====== SUPPLIED DATA ======
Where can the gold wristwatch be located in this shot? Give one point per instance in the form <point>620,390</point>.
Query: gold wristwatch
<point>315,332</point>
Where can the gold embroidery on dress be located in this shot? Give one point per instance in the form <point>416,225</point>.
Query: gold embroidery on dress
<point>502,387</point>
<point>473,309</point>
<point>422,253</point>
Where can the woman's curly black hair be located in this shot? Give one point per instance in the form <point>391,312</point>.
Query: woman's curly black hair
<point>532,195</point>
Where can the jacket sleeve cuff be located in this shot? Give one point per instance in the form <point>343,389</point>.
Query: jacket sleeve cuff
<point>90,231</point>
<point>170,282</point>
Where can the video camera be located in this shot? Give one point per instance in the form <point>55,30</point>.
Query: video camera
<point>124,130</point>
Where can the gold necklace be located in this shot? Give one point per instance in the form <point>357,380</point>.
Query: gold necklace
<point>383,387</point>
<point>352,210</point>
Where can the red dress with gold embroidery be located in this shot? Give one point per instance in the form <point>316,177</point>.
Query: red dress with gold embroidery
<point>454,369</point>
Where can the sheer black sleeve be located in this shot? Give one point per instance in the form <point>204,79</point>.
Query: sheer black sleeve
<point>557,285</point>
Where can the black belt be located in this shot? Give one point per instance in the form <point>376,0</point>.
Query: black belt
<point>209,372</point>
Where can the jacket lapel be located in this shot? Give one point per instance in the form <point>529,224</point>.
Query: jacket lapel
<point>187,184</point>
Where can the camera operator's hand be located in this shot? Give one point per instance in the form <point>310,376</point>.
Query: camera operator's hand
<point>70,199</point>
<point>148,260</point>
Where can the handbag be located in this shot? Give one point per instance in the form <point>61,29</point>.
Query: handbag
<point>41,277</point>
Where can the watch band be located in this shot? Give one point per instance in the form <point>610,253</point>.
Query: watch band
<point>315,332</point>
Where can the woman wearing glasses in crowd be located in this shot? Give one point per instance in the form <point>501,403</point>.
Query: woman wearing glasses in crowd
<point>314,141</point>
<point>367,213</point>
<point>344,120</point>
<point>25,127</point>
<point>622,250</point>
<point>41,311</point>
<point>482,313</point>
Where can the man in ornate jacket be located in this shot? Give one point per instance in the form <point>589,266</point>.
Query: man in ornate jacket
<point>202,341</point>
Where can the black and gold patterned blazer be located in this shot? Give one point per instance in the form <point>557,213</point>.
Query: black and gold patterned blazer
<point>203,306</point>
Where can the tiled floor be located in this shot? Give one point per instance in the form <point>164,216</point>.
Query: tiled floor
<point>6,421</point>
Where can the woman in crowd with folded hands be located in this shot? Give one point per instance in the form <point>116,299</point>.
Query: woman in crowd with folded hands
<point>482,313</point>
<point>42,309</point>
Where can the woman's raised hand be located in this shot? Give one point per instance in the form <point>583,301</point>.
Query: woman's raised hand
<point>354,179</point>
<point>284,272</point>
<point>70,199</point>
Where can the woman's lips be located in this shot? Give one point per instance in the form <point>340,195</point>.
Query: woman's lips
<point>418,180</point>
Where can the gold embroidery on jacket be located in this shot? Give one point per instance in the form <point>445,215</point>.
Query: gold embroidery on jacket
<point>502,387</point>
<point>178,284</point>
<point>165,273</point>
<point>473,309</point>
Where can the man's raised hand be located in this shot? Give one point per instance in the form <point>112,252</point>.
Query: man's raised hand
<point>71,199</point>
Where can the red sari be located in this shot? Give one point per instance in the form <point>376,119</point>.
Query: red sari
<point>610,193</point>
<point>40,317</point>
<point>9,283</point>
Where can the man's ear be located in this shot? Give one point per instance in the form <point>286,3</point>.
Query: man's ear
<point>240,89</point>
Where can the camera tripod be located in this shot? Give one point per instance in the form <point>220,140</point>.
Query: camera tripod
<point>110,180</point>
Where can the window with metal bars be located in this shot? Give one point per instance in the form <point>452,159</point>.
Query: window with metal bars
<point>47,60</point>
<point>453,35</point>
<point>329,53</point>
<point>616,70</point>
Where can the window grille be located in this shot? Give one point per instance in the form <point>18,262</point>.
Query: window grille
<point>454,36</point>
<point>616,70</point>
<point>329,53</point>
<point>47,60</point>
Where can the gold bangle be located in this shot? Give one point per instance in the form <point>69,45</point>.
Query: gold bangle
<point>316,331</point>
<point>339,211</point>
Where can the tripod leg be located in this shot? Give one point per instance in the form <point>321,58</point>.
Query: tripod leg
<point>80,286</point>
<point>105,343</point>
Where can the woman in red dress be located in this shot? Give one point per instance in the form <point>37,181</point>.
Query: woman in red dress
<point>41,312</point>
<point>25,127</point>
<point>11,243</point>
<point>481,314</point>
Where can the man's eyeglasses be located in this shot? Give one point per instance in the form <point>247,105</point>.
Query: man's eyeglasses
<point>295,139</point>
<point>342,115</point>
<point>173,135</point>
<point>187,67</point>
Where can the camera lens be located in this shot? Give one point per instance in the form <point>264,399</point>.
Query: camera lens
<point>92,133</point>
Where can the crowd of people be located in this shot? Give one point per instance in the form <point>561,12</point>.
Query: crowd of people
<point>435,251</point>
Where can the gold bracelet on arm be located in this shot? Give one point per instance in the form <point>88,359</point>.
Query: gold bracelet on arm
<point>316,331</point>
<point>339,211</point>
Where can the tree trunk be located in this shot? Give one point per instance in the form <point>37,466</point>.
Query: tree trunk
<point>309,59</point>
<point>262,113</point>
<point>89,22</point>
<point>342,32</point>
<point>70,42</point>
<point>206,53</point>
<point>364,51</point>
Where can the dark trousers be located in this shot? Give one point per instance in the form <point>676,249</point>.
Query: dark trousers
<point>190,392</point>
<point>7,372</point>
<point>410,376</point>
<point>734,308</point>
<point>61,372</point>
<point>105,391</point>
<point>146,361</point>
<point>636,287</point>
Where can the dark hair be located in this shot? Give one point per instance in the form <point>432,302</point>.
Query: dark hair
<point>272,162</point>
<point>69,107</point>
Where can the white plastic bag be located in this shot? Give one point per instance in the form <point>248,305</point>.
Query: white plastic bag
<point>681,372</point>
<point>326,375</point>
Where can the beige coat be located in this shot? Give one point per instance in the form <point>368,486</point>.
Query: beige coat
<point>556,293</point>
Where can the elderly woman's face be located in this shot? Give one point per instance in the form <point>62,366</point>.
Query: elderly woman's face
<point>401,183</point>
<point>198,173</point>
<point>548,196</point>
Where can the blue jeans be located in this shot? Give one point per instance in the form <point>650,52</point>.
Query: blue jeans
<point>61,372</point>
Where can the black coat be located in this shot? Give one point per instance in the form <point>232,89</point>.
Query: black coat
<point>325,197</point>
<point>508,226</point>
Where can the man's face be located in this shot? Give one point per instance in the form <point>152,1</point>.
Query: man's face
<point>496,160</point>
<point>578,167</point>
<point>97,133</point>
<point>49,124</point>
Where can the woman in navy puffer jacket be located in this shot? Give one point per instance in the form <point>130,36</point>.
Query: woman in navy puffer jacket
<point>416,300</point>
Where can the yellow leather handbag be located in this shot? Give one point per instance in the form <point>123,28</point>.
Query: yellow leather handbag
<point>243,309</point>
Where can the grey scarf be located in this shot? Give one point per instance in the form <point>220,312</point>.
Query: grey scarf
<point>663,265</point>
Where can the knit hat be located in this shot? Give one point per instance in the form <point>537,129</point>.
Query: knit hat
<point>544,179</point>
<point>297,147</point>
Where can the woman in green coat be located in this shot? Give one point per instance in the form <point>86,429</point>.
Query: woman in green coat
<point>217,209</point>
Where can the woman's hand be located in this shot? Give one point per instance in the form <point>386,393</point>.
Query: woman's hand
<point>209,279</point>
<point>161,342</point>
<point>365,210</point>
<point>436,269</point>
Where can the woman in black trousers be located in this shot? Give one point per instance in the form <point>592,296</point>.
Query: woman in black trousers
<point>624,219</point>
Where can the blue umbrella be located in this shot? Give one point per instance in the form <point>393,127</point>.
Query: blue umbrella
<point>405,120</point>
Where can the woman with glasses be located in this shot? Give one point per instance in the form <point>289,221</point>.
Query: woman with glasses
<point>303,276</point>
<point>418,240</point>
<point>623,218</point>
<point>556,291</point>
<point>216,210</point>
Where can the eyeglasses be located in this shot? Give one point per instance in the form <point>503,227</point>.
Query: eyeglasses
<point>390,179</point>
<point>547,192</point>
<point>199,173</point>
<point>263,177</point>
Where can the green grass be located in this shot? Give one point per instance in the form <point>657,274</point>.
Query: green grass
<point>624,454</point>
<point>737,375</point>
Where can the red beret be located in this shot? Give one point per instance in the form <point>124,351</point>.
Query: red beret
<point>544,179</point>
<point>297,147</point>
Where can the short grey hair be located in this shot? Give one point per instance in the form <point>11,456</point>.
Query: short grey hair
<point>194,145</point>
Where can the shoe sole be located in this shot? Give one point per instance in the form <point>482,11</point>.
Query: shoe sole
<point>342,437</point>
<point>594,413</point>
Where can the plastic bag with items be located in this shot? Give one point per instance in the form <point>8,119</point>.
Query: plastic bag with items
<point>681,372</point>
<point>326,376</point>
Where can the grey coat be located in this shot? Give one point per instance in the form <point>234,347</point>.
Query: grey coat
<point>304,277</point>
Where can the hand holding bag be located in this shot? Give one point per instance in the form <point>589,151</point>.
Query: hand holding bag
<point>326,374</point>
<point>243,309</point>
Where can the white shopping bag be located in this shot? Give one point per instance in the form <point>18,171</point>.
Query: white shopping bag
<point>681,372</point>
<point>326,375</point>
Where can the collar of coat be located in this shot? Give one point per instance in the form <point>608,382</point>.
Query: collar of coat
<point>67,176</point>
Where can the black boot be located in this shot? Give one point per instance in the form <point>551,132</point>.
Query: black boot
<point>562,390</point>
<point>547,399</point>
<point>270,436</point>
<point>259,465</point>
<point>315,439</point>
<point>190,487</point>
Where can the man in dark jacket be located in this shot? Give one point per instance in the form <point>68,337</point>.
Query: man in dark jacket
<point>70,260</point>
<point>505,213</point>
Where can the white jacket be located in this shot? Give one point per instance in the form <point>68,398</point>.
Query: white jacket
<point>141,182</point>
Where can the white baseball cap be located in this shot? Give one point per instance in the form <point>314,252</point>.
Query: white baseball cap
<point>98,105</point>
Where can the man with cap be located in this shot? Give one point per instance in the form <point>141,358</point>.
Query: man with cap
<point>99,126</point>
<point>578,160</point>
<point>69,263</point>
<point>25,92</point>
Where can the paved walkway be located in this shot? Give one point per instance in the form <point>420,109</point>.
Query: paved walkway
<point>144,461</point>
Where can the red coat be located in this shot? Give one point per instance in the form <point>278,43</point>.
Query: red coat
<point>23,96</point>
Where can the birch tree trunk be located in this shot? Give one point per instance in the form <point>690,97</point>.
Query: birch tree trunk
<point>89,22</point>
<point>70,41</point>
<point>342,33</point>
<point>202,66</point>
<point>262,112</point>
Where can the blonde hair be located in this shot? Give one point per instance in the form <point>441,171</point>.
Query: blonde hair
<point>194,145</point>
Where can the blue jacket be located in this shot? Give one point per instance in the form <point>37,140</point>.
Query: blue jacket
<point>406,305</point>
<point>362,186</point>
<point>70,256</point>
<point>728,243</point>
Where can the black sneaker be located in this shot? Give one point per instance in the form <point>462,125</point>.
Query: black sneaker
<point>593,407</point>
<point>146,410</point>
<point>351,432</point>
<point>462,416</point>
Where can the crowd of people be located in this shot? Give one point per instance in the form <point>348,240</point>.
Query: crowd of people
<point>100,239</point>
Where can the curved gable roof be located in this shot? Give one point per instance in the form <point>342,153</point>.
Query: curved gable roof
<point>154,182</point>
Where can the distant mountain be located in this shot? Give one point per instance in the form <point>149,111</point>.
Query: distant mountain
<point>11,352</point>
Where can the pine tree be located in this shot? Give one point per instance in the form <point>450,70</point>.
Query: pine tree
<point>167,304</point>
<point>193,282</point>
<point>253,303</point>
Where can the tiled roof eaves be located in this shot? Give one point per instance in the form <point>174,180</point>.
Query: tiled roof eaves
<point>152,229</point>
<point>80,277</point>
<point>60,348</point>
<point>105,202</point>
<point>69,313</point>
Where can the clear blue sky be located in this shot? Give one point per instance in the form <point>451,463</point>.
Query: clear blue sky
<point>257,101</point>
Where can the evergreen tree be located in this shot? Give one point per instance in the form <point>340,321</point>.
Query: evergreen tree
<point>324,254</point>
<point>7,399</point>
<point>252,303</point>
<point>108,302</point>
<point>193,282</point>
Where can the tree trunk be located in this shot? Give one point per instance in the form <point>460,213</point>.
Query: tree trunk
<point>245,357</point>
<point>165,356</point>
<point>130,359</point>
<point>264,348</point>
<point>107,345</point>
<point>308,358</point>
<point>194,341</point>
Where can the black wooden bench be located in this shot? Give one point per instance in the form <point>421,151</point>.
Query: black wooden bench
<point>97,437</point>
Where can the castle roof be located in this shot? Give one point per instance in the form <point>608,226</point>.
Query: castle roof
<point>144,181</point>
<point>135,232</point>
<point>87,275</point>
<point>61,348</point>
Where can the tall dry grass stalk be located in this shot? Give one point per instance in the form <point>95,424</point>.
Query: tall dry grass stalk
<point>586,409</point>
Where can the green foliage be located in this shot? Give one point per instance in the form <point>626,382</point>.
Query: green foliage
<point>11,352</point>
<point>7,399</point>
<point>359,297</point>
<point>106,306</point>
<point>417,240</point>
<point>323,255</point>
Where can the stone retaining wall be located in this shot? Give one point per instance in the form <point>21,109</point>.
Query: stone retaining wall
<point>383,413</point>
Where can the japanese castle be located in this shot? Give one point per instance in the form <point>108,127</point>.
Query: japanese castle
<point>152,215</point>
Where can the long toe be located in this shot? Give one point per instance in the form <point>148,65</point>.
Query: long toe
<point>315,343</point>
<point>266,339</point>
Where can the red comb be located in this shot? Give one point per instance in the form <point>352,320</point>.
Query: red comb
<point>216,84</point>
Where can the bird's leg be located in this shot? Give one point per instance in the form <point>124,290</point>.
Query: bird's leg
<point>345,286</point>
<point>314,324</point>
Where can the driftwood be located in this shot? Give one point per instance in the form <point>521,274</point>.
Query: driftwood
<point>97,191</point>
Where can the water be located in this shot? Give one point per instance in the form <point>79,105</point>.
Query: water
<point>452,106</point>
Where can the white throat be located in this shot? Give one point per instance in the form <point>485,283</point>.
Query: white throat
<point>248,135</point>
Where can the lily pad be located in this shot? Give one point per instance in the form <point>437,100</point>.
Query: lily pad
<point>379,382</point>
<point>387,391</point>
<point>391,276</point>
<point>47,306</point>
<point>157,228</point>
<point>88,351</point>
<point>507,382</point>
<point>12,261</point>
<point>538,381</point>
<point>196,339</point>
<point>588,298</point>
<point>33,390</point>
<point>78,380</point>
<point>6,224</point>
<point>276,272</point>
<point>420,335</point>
======
Each line from the one containing "Where can the stone" to the final line of the entries above must be returned exactly, and no other line may appear.

SOLUTION TO THE PROBLEM:
Where can the stone retaining wall be located in this shot? Give one point per instance in the form <point>21,109</point>.
Query: stone retaining wall
<point>383,413</point>
Where can the japanese castle be located in this shot? Give one point per instance in the form <point>108,127</point>.
Query: japanese castle
<point>152,215</point>
Where can the long toe be located in this shot? Give one point per instance in the form <point>148,65</point>.
Query: long toe
<point>315,343</point>
<point>266,339</point>
Where can the red comb be located in this shot? Give one point per instance in the form <point>352,320</point>.
Query: red comb
<point>216,84</point>
Where can the bird's leg be located in this shot? Give one point per instance in the form <point>124,290</point>.
Query: bird's leg
<point>345,286</point>
<point>314,324</point>
Where can the driftwood be located in this shot? Give one point per instance in the form <point>521,274</point>.
Query: driftwood
<point>97,191</point>
Where can the water be located in this shot? Give one point per instance in the form <point>79,105</point>.
Query: water
<point>452,106</point>
Where can the white throat be located in this shot? Give one point per instance in the form <point>485,283</point>.
Query: white throat
<point>248,135</point>
Where can the lily pad be located in this shot? Give one point per instance in the form <point>437,100</point>.
Query: lily pad
<point>379,382</point>
<point>387,391</point>
<point>391,276</point>
<point>47,306</point>
<point>157,228</point>
<point>88,351</point>
<point>507,382</point>
<point>12,261</point>
<point>538,381</point>
<point>196,339</point>
<point>588,298</point>
<point>33,390</point>
<point>78,380</point>
<point>6,224</point>
<point>276,272</point>
<point>420,335</point>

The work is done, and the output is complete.